Begin

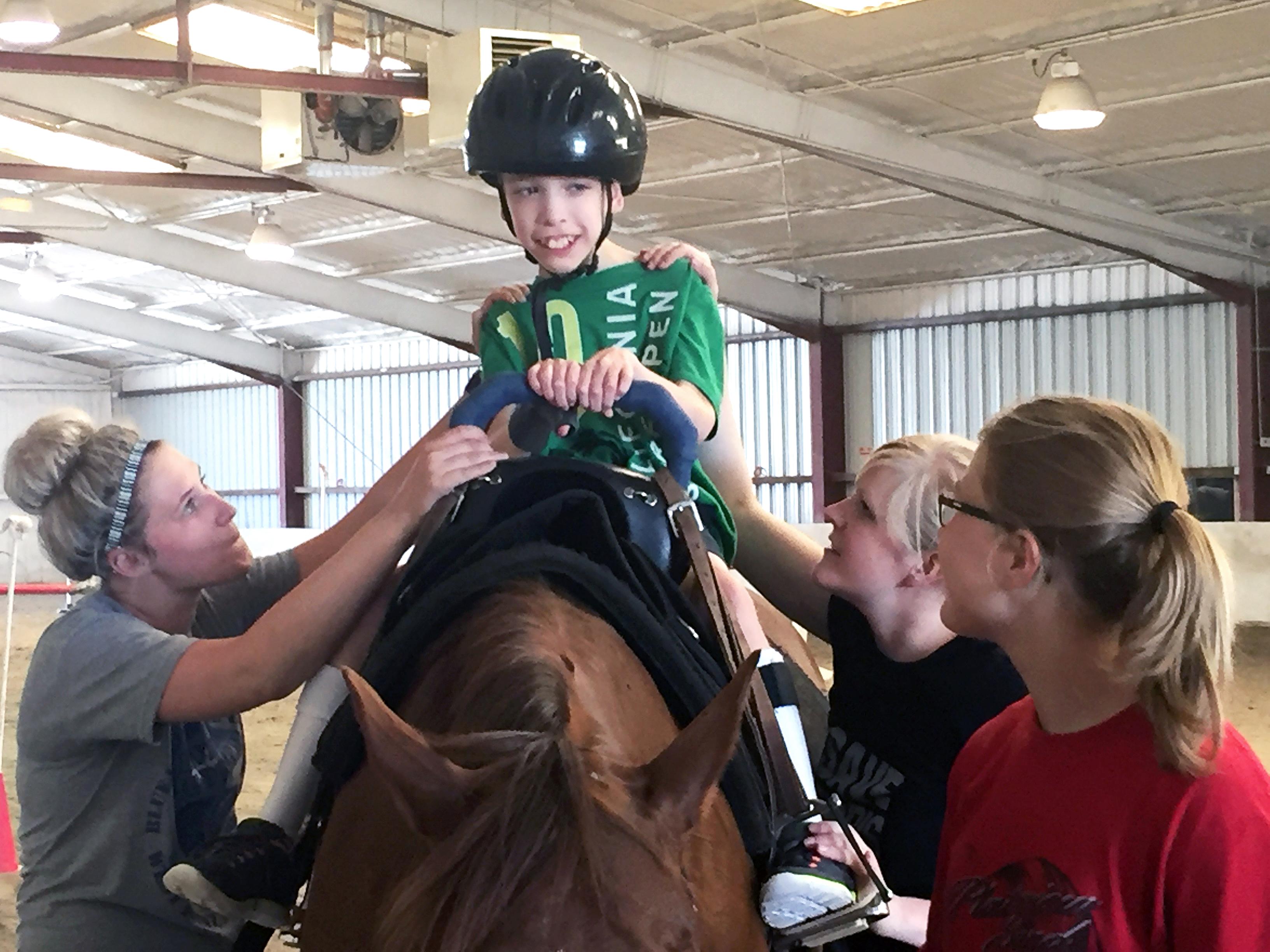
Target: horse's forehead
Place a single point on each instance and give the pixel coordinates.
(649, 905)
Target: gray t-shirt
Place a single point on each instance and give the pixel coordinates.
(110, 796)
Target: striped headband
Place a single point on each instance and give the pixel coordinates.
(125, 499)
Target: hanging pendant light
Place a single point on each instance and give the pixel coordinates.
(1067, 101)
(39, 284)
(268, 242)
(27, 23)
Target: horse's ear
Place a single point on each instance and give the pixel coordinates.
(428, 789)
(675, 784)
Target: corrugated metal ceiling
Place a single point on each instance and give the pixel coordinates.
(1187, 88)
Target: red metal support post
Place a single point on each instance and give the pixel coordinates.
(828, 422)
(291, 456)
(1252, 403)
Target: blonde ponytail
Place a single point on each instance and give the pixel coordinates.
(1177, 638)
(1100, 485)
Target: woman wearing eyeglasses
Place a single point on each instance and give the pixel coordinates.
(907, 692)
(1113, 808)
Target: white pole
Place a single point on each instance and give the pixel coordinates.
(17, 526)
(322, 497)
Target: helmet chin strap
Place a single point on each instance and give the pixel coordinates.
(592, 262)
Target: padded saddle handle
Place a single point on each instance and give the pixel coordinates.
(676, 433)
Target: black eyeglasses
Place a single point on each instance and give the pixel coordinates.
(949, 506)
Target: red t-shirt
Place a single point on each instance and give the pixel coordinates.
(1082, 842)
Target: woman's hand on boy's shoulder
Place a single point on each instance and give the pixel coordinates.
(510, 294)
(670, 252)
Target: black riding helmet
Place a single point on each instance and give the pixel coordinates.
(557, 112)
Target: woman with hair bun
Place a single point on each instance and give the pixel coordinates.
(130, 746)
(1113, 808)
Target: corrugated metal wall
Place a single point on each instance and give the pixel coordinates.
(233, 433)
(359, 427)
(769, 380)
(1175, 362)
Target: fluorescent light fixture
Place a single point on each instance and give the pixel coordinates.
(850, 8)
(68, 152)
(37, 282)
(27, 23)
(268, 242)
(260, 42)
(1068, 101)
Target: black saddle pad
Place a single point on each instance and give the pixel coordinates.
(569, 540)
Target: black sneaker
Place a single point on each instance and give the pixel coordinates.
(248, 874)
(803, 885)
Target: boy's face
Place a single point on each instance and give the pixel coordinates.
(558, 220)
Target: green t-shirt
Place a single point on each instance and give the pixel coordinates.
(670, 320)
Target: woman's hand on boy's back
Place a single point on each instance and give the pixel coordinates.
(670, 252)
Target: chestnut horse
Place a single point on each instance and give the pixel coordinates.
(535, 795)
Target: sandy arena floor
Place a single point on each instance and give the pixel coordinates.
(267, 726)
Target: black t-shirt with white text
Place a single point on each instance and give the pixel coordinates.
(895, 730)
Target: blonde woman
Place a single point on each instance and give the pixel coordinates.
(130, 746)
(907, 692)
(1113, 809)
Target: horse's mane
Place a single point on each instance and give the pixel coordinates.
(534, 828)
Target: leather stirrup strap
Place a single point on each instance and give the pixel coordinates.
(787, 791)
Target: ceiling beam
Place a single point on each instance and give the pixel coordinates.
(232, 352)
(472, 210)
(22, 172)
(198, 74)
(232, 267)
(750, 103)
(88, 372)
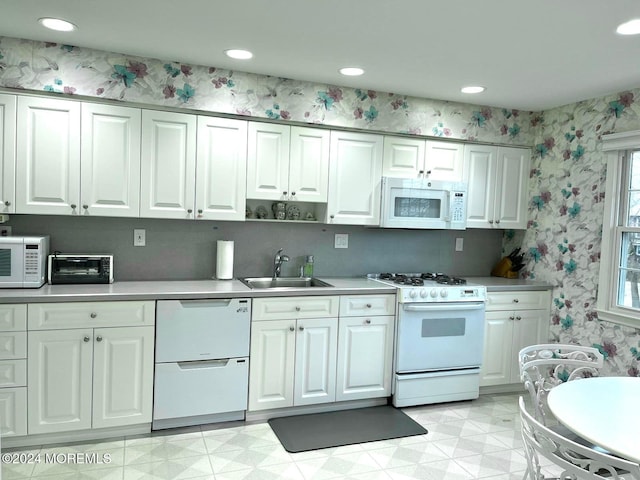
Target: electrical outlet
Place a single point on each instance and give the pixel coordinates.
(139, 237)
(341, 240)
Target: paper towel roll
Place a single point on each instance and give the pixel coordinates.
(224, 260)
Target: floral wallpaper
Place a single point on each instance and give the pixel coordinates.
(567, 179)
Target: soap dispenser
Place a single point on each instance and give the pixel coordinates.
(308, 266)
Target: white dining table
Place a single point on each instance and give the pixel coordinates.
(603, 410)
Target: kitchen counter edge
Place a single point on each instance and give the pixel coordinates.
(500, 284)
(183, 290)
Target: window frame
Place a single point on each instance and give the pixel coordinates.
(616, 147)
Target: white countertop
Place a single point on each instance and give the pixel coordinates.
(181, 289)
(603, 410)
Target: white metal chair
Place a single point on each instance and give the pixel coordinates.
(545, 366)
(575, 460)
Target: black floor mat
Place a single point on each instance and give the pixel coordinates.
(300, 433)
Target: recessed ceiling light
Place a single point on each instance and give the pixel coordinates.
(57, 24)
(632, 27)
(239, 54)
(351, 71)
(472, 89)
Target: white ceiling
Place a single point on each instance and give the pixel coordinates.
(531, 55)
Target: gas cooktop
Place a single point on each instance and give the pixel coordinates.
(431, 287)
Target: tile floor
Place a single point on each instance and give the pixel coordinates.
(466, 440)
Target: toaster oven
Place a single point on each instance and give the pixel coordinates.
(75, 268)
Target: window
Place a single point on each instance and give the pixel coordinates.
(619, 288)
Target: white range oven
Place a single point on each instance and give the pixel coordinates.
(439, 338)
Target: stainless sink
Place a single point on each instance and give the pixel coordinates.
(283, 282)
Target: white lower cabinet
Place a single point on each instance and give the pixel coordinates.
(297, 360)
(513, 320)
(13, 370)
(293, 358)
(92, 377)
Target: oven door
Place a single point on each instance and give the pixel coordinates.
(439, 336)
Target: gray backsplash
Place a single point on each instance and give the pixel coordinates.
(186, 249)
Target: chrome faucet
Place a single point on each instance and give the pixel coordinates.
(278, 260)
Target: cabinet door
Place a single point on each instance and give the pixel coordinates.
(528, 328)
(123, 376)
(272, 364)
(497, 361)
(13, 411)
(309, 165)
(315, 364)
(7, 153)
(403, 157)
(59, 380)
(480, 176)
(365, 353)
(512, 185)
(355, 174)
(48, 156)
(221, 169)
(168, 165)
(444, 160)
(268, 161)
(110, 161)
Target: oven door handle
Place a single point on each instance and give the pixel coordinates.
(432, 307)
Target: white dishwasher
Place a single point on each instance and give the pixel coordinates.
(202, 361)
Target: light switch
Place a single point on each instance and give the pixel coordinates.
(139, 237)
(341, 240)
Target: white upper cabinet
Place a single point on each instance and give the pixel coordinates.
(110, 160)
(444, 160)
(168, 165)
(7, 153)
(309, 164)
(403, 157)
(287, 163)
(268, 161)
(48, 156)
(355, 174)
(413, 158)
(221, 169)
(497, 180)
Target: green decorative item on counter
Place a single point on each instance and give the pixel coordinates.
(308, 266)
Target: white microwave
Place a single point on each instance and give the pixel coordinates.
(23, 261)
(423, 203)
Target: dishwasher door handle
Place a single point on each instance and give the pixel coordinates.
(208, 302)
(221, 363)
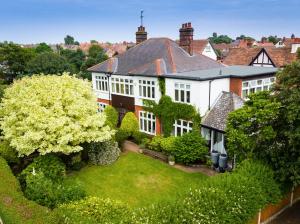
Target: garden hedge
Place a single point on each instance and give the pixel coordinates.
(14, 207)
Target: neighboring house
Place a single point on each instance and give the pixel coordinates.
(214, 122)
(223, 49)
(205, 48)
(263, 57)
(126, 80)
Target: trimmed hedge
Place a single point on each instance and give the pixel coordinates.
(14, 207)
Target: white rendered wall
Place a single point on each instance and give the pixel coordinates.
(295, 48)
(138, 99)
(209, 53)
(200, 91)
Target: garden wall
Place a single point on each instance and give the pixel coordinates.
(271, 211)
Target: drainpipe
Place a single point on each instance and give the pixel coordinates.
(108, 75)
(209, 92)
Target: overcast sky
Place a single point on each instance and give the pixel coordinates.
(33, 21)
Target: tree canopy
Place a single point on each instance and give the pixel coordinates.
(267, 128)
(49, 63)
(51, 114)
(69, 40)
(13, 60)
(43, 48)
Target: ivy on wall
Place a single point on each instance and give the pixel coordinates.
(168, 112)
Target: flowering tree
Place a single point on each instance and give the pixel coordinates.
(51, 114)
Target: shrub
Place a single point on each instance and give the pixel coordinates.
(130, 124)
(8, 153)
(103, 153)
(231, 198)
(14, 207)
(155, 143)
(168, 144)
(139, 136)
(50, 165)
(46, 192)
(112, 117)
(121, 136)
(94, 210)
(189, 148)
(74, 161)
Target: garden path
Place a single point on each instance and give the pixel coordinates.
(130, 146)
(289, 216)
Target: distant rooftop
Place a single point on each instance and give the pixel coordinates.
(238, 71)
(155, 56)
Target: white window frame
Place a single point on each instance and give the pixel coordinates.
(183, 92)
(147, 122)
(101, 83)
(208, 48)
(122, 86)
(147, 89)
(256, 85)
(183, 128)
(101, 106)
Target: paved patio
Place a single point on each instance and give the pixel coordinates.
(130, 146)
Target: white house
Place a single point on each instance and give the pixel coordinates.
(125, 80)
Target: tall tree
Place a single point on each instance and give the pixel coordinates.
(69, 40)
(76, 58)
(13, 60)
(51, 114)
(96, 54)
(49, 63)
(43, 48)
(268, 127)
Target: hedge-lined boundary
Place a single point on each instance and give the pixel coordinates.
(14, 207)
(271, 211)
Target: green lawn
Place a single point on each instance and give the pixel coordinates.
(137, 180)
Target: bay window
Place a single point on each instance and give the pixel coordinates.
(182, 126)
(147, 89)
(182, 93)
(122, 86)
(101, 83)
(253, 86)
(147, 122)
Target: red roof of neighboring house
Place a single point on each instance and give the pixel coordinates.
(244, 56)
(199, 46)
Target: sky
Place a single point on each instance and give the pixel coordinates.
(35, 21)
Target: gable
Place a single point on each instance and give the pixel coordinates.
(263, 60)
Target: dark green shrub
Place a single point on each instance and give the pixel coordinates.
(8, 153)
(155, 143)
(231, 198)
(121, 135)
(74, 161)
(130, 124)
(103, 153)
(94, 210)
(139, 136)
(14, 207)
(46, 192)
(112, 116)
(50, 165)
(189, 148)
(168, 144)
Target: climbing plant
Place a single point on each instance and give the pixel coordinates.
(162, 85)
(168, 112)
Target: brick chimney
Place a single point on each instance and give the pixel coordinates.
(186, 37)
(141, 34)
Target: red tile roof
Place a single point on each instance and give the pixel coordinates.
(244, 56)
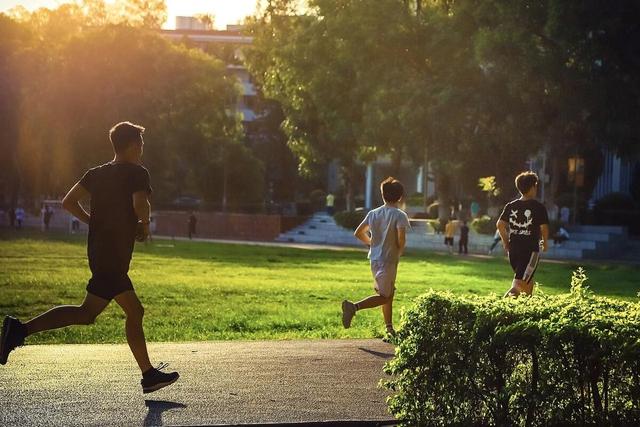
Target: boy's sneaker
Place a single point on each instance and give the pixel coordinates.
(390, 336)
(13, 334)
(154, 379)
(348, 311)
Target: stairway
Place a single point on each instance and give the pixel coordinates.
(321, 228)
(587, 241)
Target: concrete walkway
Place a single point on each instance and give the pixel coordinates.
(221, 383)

End

Reproduce the rows starting at the line that contains "Target: striped headband" and ending at the line that contains "(1252, 403)", substituting "x and y values" for each occurrence of "pixel coordinates" and leaving everything else unchanged.

§ **Written reply**
Target: striped headband
Place a single point on each instance and give the x and y values.
(125, 499)
Target: hanging pendant light
Place a single point on each instance and give the x and y values.
(1067, 101)
(39, 284)
(268, 242)
(27, 23)
Target: horse's ear
Place a single point on each instance and give the x and y values.
(428, 789)
(675, 784)
Target: corrugated metal ceiling
Place a single point on each instance and give the x and y values.
(1187, 88)
Target: red metal support post
Place a single point on each instance and give the x and y values.
(828, 422)
(291, 456)
(1252, 403)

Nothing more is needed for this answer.